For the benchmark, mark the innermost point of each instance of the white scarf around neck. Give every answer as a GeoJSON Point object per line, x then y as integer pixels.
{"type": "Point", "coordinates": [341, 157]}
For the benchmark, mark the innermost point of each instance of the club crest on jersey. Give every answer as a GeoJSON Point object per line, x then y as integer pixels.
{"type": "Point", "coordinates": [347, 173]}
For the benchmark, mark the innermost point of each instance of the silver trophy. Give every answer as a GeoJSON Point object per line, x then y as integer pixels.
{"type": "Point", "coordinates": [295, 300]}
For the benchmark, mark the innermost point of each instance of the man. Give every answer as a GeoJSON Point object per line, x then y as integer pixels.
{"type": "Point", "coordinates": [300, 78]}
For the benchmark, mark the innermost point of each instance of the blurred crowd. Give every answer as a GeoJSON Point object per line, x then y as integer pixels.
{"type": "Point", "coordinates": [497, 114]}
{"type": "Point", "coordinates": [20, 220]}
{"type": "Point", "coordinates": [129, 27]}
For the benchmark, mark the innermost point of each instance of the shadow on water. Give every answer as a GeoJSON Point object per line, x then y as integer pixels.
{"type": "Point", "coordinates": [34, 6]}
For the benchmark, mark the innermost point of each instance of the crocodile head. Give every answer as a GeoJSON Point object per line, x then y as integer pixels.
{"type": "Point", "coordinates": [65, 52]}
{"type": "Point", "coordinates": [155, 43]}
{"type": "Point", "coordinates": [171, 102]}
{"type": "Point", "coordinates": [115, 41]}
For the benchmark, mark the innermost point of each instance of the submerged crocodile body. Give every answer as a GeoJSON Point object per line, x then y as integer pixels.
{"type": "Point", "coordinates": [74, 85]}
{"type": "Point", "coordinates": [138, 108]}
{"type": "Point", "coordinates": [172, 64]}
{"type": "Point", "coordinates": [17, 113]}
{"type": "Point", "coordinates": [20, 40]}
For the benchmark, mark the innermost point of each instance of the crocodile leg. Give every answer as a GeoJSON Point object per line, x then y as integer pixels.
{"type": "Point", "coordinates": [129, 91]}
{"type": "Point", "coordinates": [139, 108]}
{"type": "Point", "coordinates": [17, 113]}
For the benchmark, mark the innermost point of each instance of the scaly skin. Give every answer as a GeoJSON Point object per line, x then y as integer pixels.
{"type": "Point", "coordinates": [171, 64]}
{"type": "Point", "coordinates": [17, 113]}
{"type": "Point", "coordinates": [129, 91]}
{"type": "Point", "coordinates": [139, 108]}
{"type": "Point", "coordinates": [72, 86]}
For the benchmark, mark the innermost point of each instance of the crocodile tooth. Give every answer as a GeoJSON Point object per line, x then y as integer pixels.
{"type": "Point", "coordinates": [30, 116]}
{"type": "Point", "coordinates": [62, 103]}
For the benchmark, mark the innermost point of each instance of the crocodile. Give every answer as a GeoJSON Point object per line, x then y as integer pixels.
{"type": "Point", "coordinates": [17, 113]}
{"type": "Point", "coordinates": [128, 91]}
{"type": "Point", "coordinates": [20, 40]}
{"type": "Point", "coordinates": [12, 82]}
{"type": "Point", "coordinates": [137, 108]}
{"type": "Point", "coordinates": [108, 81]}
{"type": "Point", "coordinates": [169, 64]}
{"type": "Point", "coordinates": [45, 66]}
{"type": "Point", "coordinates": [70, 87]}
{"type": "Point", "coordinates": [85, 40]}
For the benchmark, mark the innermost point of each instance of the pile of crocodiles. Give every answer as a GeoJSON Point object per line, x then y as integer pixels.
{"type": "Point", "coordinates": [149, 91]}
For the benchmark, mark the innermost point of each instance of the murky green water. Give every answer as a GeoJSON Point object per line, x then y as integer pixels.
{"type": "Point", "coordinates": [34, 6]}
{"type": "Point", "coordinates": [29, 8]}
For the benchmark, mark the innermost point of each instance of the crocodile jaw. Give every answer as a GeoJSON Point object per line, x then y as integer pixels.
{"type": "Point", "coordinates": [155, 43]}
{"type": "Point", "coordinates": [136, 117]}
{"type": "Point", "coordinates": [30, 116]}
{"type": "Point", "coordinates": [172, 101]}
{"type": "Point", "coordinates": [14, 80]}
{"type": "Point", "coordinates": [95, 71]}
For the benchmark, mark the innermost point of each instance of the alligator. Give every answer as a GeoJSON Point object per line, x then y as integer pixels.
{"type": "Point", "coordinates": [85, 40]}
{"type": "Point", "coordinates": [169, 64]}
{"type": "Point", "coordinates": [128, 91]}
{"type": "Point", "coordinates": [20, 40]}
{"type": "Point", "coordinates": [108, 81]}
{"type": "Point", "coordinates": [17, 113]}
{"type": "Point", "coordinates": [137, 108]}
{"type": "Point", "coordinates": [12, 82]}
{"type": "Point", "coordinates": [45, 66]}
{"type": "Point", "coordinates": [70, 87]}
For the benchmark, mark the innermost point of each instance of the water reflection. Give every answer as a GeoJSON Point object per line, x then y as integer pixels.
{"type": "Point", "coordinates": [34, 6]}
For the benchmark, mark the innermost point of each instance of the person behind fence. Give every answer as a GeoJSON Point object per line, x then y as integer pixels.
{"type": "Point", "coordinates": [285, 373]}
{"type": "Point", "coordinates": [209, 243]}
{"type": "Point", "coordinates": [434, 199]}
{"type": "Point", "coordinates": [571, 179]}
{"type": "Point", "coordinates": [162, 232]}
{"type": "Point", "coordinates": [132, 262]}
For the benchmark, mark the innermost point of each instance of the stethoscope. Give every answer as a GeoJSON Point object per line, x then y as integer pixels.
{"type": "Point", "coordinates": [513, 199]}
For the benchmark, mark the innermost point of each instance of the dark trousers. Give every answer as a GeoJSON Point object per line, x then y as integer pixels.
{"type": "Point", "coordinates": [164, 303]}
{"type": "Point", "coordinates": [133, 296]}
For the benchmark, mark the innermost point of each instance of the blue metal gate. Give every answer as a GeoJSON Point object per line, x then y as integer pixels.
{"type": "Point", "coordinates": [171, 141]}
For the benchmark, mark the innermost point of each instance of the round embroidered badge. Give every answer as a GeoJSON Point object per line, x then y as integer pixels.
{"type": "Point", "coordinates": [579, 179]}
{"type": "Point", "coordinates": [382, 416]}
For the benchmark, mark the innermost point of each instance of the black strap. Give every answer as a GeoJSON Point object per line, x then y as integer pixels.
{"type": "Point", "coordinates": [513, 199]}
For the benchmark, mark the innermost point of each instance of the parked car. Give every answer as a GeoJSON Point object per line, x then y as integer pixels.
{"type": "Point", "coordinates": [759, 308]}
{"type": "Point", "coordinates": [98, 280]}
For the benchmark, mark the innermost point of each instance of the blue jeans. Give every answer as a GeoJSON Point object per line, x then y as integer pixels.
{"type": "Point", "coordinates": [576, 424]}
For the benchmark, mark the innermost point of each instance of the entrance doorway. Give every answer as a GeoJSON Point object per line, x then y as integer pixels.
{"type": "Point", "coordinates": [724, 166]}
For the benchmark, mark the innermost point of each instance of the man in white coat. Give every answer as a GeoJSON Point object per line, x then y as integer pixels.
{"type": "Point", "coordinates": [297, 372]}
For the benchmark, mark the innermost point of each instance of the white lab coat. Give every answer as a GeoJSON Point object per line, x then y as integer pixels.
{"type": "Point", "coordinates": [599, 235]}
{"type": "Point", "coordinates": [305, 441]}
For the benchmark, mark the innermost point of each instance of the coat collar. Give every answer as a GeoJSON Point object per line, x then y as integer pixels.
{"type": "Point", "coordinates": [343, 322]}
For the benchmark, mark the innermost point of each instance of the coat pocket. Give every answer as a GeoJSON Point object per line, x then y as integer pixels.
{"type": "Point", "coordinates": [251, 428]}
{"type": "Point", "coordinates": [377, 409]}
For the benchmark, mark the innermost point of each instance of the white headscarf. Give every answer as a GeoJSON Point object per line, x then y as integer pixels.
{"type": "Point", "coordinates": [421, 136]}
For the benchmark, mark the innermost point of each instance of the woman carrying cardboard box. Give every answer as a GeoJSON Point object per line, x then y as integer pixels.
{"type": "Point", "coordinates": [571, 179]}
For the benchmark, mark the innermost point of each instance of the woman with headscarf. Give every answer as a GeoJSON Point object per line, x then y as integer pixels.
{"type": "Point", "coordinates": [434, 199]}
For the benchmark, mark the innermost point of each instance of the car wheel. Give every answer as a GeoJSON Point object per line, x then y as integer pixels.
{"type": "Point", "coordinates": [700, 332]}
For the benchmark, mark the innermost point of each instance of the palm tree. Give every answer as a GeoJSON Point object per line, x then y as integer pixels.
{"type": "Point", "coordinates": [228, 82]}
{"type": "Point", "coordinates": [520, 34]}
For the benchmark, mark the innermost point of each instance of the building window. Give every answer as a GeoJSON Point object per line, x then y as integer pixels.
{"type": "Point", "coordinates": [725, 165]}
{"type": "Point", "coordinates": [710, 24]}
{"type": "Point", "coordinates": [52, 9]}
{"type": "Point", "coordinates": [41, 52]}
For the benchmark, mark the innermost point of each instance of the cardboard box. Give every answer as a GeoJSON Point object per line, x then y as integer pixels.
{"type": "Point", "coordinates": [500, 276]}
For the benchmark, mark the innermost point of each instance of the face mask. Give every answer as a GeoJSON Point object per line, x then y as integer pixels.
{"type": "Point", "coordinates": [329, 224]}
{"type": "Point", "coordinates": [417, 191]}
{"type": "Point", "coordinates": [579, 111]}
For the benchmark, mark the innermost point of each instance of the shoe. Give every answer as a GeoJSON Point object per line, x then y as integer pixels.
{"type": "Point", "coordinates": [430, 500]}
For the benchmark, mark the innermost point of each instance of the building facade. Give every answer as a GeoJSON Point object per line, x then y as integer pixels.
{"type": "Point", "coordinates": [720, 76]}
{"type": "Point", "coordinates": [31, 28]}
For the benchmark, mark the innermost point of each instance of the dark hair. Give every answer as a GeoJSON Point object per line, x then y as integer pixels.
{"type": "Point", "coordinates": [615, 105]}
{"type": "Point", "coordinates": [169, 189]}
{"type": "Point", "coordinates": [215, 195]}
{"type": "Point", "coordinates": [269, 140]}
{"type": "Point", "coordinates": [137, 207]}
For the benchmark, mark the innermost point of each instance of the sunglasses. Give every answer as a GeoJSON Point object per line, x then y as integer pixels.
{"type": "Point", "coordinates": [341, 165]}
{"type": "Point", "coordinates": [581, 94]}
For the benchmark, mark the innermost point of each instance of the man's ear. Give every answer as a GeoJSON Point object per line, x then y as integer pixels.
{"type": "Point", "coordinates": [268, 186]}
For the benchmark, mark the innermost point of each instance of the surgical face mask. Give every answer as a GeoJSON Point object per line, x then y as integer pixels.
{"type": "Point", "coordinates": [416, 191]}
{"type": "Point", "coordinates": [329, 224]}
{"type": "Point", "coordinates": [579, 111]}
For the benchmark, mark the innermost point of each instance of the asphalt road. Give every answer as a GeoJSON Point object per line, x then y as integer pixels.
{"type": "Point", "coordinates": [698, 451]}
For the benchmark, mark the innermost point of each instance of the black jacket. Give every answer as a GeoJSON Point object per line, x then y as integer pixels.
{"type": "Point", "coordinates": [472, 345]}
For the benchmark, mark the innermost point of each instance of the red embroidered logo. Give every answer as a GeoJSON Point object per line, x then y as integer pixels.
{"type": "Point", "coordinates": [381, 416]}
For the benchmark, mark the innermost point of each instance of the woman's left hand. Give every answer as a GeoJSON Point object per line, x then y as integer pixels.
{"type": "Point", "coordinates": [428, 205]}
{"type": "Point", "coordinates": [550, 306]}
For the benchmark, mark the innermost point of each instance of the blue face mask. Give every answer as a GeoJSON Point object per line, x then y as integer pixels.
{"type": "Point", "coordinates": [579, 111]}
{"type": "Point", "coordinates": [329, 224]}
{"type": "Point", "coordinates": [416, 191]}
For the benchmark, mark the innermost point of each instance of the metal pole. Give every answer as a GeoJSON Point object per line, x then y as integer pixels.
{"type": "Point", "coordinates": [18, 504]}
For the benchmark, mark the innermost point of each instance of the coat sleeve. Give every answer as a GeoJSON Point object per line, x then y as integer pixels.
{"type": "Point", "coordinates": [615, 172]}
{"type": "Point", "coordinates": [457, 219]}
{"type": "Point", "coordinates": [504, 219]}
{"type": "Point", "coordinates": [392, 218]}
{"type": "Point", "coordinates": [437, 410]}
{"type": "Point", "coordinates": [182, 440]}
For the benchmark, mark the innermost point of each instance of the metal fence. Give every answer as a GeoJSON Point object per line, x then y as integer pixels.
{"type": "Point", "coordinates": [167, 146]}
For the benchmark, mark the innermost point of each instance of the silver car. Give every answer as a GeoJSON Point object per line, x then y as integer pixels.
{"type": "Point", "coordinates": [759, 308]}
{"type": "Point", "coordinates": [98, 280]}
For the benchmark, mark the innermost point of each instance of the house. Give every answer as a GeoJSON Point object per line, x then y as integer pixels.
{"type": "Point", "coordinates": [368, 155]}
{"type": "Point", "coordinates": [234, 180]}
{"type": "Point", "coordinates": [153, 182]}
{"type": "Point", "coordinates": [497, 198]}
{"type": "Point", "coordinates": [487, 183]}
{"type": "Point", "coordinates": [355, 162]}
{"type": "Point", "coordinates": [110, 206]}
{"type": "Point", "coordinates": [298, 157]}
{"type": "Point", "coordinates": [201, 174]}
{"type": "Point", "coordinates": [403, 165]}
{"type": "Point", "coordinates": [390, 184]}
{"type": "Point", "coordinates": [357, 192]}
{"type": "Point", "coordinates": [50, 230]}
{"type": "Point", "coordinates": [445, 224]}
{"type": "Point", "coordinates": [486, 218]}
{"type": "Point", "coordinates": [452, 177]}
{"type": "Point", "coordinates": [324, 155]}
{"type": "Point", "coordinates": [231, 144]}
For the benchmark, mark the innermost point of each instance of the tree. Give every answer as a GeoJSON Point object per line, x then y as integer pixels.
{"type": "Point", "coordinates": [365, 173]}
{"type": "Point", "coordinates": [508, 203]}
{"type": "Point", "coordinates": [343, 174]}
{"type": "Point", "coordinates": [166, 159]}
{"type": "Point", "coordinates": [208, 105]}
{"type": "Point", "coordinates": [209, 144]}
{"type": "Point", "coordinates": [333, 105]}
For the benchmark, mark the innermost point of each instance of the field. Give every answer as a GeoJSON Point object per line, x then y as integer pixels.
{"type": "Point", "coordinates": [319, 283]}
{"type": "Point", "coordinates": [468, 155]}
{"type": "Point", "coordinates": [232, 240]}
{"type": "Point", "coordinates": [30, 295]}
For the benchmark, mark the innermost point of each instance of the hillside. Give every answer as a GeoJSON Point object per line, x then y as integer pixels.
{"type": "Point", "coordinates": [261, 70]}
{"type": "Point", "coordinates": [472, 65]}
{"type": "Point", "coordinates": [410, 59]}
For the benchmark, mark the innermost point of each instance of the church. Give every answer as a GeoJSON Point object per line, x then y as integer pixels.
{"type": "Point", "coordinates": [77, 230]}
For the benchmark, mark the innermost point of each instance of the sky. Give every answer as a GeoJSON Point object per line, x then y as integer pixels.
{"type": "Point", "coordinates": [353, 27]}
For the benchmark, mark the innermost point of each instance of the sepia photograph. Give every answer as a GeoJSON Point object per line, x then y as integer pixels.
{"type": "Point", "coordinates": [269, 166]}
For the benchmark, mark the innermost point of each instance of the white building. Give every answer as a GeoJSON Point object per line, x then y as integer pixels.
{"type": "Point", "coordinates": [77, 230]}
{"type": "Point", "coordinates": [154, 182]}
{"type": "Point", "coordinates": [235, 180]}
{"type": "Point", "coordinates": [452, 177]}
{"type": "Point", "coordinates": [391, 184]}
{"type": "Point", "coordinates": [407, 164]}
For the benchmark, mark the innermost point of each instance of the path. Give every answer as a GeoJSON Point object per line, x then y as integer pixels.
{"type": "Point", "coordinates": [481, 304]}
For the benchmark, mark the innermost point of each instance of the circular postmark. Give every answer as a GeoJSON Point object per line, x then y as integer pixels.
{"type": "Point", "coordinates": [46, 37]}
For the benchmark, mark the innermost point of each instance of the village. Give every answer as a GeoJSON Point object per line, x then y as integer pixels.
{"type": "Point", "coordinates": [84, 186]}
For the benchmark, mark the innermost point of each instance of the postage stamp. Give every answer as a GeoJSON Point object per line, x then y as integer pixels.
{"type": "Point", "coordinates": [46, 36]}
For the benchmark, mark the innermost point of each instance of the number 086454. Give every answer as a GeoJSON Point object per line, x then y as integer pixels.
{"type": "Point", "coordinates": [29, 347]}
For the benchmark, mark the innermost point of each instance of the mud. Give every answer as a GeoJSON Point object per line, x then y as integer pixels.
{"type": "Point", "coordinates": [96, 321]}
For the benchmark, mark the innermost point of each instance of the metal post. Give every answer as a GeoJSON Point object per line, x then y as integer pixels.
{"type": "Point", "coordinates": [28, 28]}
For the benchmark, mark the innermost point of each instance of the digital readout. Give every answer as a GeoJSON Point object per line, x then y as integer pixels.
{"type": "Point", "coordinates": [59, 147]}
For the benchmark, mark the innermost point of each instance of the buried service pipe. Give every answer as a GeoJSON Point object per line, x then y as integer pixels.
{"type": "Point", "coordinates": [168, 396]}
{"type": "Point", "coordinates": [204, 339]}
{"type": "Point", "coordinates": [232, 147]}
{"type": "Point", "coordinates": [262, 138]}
++++++
AIM
Your task is to write out the lines from the one with "of the digital" through the end of the records, exactly and with nothing added.

COMPLETED EXERCISE
For the benchmark, mark the innermost point of each instance of the digital readout. Give every answer as a GeoJSON Point object per line, x then y as integer pixels.
{"type": "Point", "coordinates": [59, 147]}
For the benchmark, mark the innermost point of each instance of the buried service pipe. Give every answer as a GeoJSON Point object per line, x then y as integer pixels.
{"type": "Point", "coordinates": [168, 396]}
{"type": "Point", "coordinates": [204, 339]}
{"type": "Point", "coordinates": [232, 147]}
{"type": "Point", "coordinates": [262, 138]}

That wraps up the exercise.